Tell me about it. And sunsets aren’t from a bright day to a dark night. During winter “days” are permanent twilight, the sun being very very low all the time it’s above the horizon, and during the summer, “nights” are dim because the sun is never that far below the horizon.
Sweet Tooth had pretty much a countdown iirc. And then it went from 100% daylight to complete darkness in seconds.
edit also i’m annoyed when people don’t wear hats in the cold but iirc in Sweet Tooth they had pretty good winterclothing most of the time idk.
Recently, I’ve been mindful of how long fights are in movies.
Sword fight? Fanning at each other, crossing and smacking swords. Maybe even walking around each other. I don’t think that’s how a real sword fight would look.
Fights where it’s mostly talking. Talking and talking. Nobody would fight like that.
Fist fights without a smack and dead. It’s fancy movement - only because of the shaky camera and cuts of course. Give me back Jackie Chan or smack them once and they fall over.
I also dislike noticing the wire-guided movements. Fast acceleration and you can see them balancing in the air lifted by wires. Wires removed after-the-fact, but it’s such unnatural movement.
And of course, the classic gunfight where nobody hits anything.
Or any monster chase or fight. If a giant monster chases you it’s faster and instant-kills you. But not in movies.
It’s certainly prevalent.
Street fight scenes that last for 5 minutes.
Oh you need to see the fight from “They Live” if you haven’t. Classic 80s era fight that just goes on for WAY too long. So many times of “Now Ive won. Take THAT.” “RRRRAH” fight immediately starts again
That fight between Piper and Keith David was amazing, though.
When the computer hacker character clicks 8 keystrokes and says, “I’m in!”
Guns that never need to be reloaded, even after hundreds of shots
The Dark Knight trilogy really wanted to be a realistic, grounded take on the Batman mythos, so they dropped the more fantastical elements of some characters’ backstories. Ra’s Al Ghul was no longer immortal, Bane didn’t have super steroids, the Joker wasn’t permanently bleached by chemicals…then there’s Two-Face.

:::

• [Prompt 1] In the discussion of unrealistic movie moments, what does the computer hacker character say after clicking 8 keystrokes?
• [Prompt 2] Carry on the discussion of unrealistic movie moments from its last comment.

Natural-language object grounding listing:
:::

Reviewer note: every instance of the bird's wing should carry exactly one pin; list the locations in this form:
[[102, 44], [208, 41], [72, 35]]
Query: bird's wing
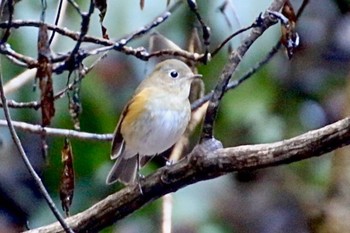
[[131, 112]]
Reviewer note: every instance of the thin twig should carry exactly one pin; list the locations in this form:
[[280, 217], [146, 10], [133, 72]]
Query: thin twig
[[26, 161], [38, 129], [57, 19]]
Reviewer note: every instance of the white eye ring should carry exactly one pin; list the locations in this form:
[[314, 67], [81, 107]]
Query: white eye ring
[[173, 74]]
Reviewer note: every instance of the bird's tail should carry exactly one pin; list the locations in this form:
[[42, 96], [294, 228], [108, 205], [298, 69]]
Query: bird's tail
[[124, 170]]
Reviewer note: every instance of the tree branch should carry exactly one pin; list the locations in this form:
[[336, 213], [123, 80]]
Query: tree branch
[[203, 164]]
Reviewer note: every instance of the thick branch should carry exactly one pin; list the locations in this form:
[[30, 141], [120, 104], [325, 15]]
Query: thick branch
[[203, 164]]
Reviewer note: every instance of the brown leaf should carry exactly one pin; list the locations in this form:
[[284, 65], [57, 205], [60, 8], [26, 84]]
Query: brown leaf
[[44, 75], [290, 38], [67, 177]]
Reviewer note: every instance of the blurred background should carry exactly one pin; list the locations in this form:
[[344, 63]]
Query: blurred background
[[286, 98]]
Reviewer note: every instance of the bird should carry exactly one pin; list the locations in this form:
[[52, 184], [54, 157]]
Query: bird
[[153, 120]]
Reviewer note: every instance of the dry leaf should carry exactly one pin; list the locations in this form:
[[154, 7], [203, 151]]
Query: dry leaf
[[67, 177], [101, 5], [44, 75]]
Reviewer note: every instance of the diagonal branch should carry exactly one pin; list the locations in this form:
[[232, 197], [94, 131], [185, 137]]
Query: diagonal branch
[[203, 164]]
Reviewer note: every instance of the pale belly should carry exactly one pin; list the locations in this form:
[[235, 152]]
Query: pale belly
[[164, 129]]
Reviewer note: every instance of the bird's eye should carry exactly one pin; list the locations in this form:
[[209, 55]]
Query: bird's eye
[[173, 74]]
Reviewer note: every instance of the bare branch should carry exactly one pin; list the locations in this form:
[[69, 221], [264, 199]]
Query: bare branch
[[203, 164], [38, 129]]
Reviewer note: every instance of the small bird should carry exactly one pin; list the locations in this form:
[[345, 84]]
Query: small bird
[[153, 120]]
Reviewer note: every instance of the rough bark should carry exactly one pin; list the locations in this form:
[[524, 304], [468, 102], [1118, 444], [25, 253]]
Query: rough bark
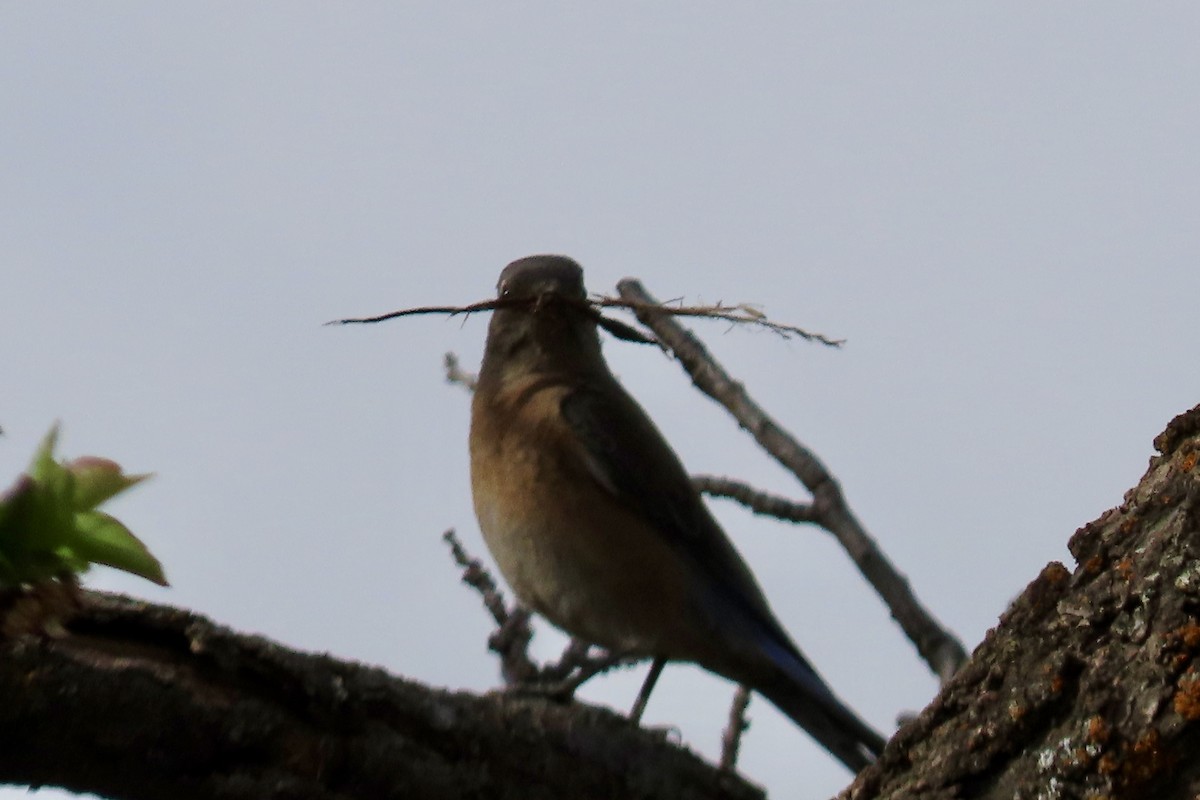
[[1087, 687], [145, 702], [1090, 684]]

:::

• [Expected answer 1] "I'm in!"

• [Expected answer 2]
I guess they thought acid burns were too unrealistic, so they gave him regular burns…apparently without knowing that burns that severe would be so painful that he wouldn’t even be able to remain conscious, much less run around the city on a killing spree. I mean, you can see exposed muscle in some places. There’s a line where Gordon says he’s rejecting skin grafts, and I remember thinking, “WTF are you talking about? He should be in a medically induced coma, not making healthcare decisions.” Half of his body was an open wound; I’m amazed he didn’t die of infection 15 minutes after he left the hospital.
Two people draw guns in each other’s faces point blank but nobody fires. Instead they have a tense conversation.
Talkin’ to you, Malcolm Reynolds and Saffron (or Yolanda or Bridget or whatever).
The horror movie character who searches a scary room by walking in and immediately looking intently up at the ceiling, while slowly turning around until he ends up backing into the dangerous thing he somehow didn’t notice.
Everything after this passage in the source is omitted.